--- start Data supplied ---
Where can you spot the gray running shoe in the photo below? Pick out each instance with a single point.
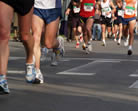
(30, 73)
(89, 46)
(54, 59)
(4, 86)
(39, 79)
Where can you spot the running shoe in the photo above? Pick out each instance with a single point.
(87, 50)
(81, 38)
(115, 40)
(4, 86)
(129, 52)
(104, 43)
(89, 46)
(39, 79)
(54, 59)
(30, 73)
(119, 42)
(44, 52)
(126, 43)
(84, 46)
(77, 45)
(60, 50)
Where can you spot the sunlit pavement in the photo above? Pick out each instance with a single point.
(104, 80)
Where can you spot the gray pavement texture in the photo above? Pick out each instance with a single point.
(104, 80)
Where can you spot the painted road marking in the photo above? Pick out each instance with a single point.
(69, 59)
(86, 67)
(75, 73)
(133, 75)
(134, 85)
(15, 72)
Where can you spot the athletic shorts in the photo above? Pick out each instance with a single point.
(22, 7)
(75, 22)
(48, 15)
(118, 21)
(84, 19)
(127, 20)
(106, 21)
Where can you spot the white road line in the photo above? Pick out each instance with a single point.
(76, 70)
(134, 85)
(133, 75)
(76, 73)
(69, 59)
(15, 72)
(134, 60)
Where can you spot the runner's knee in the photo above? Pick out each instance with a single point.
(25, 35)
(4, 35)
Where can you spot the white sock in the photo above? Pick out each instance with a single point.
(130, 47)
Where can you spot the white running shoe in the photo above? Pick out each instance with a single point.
(61, 46)
(89, 46)
(39, 79)
(30, 73)
(4, 86)
(126, 43)
(54, 59)
(115, 40)
(104, 43)
(44, 52)
(119, 42)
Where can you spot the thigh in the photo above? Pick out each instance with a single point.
(51, 30)
(37, 26)
(132, 26)
(6, 15)
(103, 27)
(25, 23)
(89, 23)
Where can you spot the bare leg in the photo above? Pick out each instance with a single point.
(25, 31)
(6, 15)
(51, 33)
(37, 27)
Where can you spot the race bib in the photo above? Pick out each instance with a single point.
(105, 10)
(76, 10)
(120, 13)
(88, 7)
(129, 10)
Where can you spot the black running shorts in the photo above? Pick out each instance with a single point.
(22, 7)
(107, 21)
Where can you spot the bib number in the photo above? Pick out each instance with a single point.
(88, 7)
(129, 10)
(105, 10)
(120, 13)
(76, 10)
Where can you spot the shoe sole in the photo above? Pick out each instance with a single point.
(2, 92)
(129, 52)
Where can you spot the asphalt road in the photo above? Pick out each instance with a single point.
(104, 80)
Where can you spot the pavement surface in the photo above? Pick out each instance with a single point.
(104, 80)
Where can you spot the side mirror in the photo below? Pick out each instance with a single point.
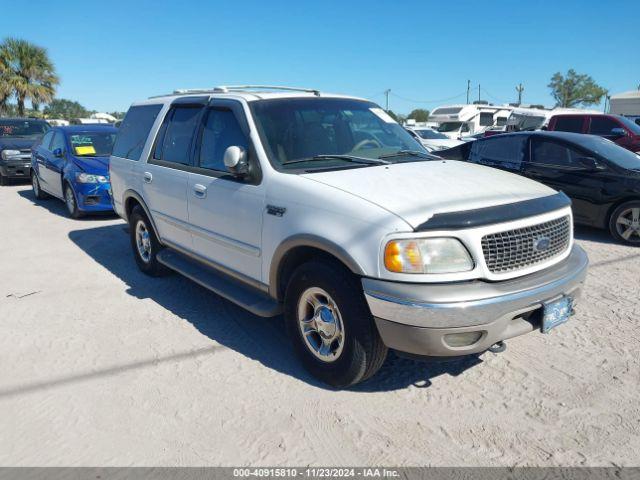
(590, 164)
(235, 159)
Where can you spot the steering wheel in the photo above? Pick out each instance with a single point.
(367, 141)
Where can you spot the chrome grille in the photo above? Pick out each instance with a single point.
(524, 247)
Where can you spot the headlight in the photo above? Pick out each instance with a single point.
(88, 178)
(9, 153)
(427, 255)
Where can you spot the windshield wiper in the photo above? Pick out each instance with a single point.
(347, 158)
(410, 153)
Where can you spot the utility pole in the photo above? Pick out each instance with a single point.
(520, 89)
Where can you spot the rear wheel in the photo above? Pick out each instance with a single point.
(330, 325)
(145, 244)
(71, 202)
(624, 223)
(35, 184)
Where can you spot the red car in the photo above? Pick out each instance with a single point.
(616, 128)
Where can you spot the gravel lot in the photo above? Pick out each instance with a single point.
(100, 365)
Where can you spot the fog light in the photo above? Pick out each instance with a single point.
(462, 339)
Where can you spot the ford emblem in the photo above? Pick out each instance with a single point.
(541, 244)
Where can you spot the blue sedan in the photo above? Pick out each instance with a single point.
(72, 164)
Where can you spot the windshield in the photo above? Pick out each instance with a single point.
(430, 134)
(23, 128)
(92, 144)
(632, 126)
(449, 126)
(303, 128)
(612, 152)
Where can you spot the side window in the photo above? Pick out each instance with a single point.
(58, 142)
(551, 153)
(602, 126)
(46, 140)
(174, 144)
(569, 124)
(504, 151)
(134, 130)
(221, 131)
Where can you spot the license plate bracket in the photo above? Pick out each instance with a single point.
(556, 313)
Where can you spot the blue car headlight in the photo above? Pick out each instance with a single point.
(89, 178)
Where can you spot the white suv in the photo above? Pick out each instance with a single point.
(323, 208)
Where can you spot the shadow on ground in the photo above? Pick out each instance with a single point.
(261, 339)
(57, 207)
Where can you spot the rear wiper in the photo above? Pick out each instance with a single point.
(348, 158)
(411, 153)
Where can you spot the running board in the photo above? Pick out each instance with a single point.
(247, 297)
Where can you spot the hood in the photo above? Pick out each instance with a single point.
(418, 190)
(8, 143)
(94, 165)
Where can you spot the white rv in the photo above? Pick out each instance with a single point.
(457, 121)
(627, 104)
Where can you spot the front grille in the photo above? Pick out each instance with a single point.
(524, 247)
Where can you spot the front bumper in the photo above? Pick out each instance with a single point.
(416, 318)
(19, 168)
(94, 197)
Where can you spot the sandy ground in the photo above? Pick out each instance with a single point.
(100, 365)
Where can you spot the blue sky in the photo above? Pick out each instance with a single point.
(109, 54)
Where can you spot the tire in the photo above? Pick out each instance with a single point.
(342, 346)
(624, 223)
(140, 230)
(37, 190)
(71, 201)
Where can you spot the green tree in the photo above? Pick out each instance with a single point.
(27, 73)
(575, 89)
(419, 115)
(63, 108)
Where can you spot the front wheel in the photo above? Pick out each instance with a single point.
(330, 325)
(145, 244)
(624, 223)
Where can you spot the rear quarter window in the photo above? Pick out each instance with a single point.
(134, 131)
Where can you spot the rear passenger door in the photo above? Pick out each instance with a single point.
(165, 176)
(225, 212)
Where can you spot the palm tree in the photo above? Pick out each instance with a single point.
(27, 73)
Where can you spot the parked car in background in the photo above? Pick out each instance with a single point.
(324, 208)
(601, 178)
(432, 140)
(72, 164)
(616, 128)
(17, 136)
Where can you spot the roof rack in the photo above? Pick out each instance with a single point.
(238, 88)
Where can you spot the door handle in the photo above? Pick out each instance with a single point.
(199, 191)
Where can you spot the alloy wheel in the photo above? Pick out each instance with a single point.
(628, 225)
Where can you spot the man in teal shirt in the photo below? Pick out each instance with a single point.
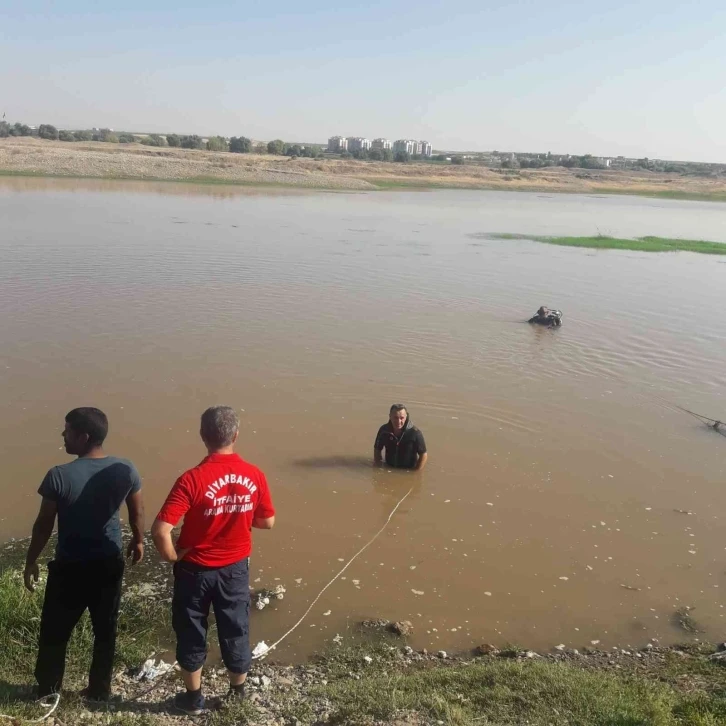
(86, 496)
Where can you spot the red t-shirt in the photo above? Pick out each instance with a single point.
(218, 499)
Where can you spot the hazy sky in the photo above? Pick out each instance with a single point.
(638, 78)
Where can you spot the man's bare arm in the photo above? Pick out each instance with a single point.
(42, 530)
(135, 504)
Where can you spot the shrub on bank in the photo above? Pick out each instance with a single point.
(154, 140)
(191, 142)
(46, 131)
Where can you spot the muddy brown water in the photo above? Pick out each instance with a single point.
(555, 505)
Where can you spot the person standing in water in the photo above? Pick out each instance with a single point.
(403, 442)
--- end Data supplied ---
_What is expected_
Pull every line of the data above into your answer without changing any of it, and leave out the pictures.

_Exercise solution_
Where can you spot the gray running shoe in the photo below? Pick out each instance with a single point.
(30, 73)
(89, 46)
(54, 59)
(4, 86)
(39, 79)
Where can you spot the running shoe in the photo above? Pick out each instance with a single point.
(87, 50)
(81, 38)
(115, 40)
(4, 86)
(129, 52)
(104, 43)
(89, 46)
(39, 79)
(54, 59)
(30, 73)
(119, 42)
(44, 52)
(126, 43)
(84, 46)
(77, 45)
(60, 50)
Where can you spot the sunlit pavement in the photo above? Pick out each instance with a single point.
(104, 80)
Where can you spot the gray pavement texture in the photo above? Pick out each instance with a single point.
(104, 80)
Where can you spot the painted road marking in the photo above? Pick out each instance with a single point.
(69, 59)
(86, 67)
(75, 73)
(133, 75)
(134, 85)
(15, 72)
Where can you spot the athletic shorts in the photo above? Pick out each instance with a single point.
(22, 7)
(75, 22)
(48, 15)
(118, 21)
(84, 19)
(127, 20)
(106, 21)
Where can you spot the white road line in the photo above? Pick out each instance with a single point.
(76, 70)
(134, 85)
(133, 75)
(76, 73)
(69, 59)
(15, 72)
(134, 60)
Where can you spot the runner's knee in the photo above? Pick out each instance with a single point.
(25, 35)
(4, 35)
Where can you spot the white sock in the photo above? Pick out each instance with a single point.
(130, 47)
Where can you spot the white running shoe in the photo above? Pick out each instance with a single point.
(61, 46)
(89, 46)
(39, 79)
(30, 73)
(4, 86)
(126, 43)
(54, 59)
(115, 40)
(104, 43)
(44, 52)
(119, 42)
Where can you spot the thigh in the photo above? Pick out each instance with a single point.
(51, 30)
(37, 26)
(132, 26)
(6, 15)
(103, 27)
(25, 23)
(89, 23)
Where can you spot the bare leg in the photo above? Pick out each instance with a single point.
(25, 31)
(6, 15)
(51, 33)
(37, 27)
Where can you spot the race bib in the photo above? Pick out each instance with a single point.
(105, 10)
(76, 10)
(120, 13)
(88, 7)
(129, 10)
Where can you spot the black running shorts in the photo above? Pick out each instance with a single point.
(22, 7)
(107, 21)
Where can you spot the bib number in the photo above? Pick out each instance with a single point.
(88, 7)
(129, 10)
(105, 10)
(120, 13)
(76, 10)
Where can you spot the shoe sole in the photo above? Pick out each instance with a single point.
(2, 92)
(129, 52)
Where can you spot the asphalt road in the photo above? Pick out each instance with a single point.
(104, 80)
Where can you spot the pavement surface in the photo above? Pick out each instance with a single point.
(104, 80)
Where can you spot the side mirror in the photo below? Pick out each instance with a single point.
(590, 164)
(235, 159)
Where can you spot the steering wheel in the photo above? Pick out each instance with a single point.
(367, 141)
Where can you spot the chrome grille in the photo above? Pick out each instance with a single point.
(524, 247)
Where can you spot the headlight in the photo above? Pick out each instance with a single point.
(88, 178)
(9, 153)
(427, 255)
Where can you spot the windshield wiper in the photo above? Pick out each instance with a single point.
(347, 158)
(410, 153)
Where can you spot the utility pole in the photo above? Pick out each instance with a single point.
(520, 89)
Where can you spot the rear wheel in the photo above? Pick out each instance with a single point.
(330, 325)
(145, 244)
(71, 202)
(624, 223)
(35, 184)
Where can you spot the red car in the photo above? Pick out each instance with a single point.
(616, 128)
Where can you spot the gravel lot in the photo above? Pick out each instance with a single point.
(100, 365)
Where can you spot the fog light in the photo above? Pick out each instance with a single point.
(462, 339)
Where can you spot the ford emblem in the photo above? Pick out each instance with a single point.
(541, 244)
Where can you spot the blue sedan in the photo above? Pick out each instance with a single point.
(72, 164)
Where can you spot the windshield in the photo above? Pick out each instance with a single point.
(430, 134)
(23, 128)
(92, 144)
(632, 126)
(449, 126)
(303, 128)
(612, 152)
Where can you spot the side window in the photo above? Pick out each instance with a single point.
(58, 142)
(551, 153)
(602, 126)
(46, 140)
(174, 144)
(569, 124)
(504, 151)
(134, 130)
(221, 131)
Where can you spot the license plate bracket in the photo above? Pick out each instance with a single point.
(556, 313)
Where can you spot the blue car headlight in the photo above? Pick out each instance with a single point.
(89, 178)
Where can you spot the white suv in the photo above? Pick out each instance with a single point.
(323, 208)
Where can you spot the shadow on ground in the photo above? Pick out each instance with a single point.
(261, 339)
(57, 207)
Where can you spot the rear wiper in the photo above? Pick out each instance with a single point.
(348, 158)
(411, 153)
Where can you spot the running board in the photo above? Pick out each instance with a single point.
(247, 297)
Where can you spot the hood in the photo above? Pick out each instance with a single point.
(418, 190)
(8, 143)
(94, 165)
Where can you spot the white rv in the photo above? Pick out each instance with a single point.
(457, 121)
(627, 104)
Where can you spot the front grille in the photo above? Pick out each instance with a single point.
(524, 247)
Where can you spot the front bumper in the photo above? Pick out each instance with a single point.
(416, 318)
(19, 168)
(94, 197)
Where can you spot the sandy ground in the photo above? Pick out each instance with a single point.
(100, 365)
Where can you spot the blue sky in the photo above? Pick out each instance with a single point.
(109, 54)
Where can you spot the tire in the photo above? Pick out each instance with a single point.
(342, 346)
(624, 223)
(140, 230)
(37, 190)
(71, 201)
Where can you spot the green tree in the photo above? Pick out each instance with a single point.
(27, 73)
(575, 89)
(419, 115)
(63, 108)
Where can you spot the front wheel in the photo above? Pick out each instance with a single point.
(330, 325)
(145, 244)
(624, 223)
Where can you spot the rear quarter window in the photo above? Pick out each instance with a single point.
(134, 131)
Where can you spot the rear passenger door in the photo above? Pick out each instance with a single point.
(165, 176)
(225, 212)
Where can you spot the palm tree in the photo above? Pick out each instance with a single point.
(27, 73)
Where can you spot the parked car in background in the photo above? Pick out each instance with a single point.
(324, 208)
(601, 178)
(432, 140)
(72, 164)
(616, 128)
(17, 136)
Where can you spot the roof rack in the photo above? Pick out each instance with a single point.
(238, 88)
Where can you spot the door handle in the photo above? Pick out each instance with a single point.
(199, 191)
Where can you spot the alloy wheel in the photo above? Pick out each instance with a single point.
(628, 225)
Where can you spot the man in teal shirt in the photo below? Pick out each instance with a single point.
(86, 496)
Where can you spot the red t-shirt in the photo above? Pick out each instance with a single point.
(218, 499)
Where can you spot the hazy sky in the photo above? Pick out each instance with a single point.
(638, 78)
Where can you spot the man's bare arm in the photo above? Pick out each instance with a single point.
(42, 530)
(135, 504)
Where can you spot the shrub on bank in the photo above? Pick out each instance with a single point.
(154, 140)
(191, 142)
(46, 131)
Where can you spot the muddy brown water in the photo above? Pick out each instance with a single point.
(555, 505)
Where can you spot the person standing in water in the photo above? Pick out each instance with a single point.
(403, 442)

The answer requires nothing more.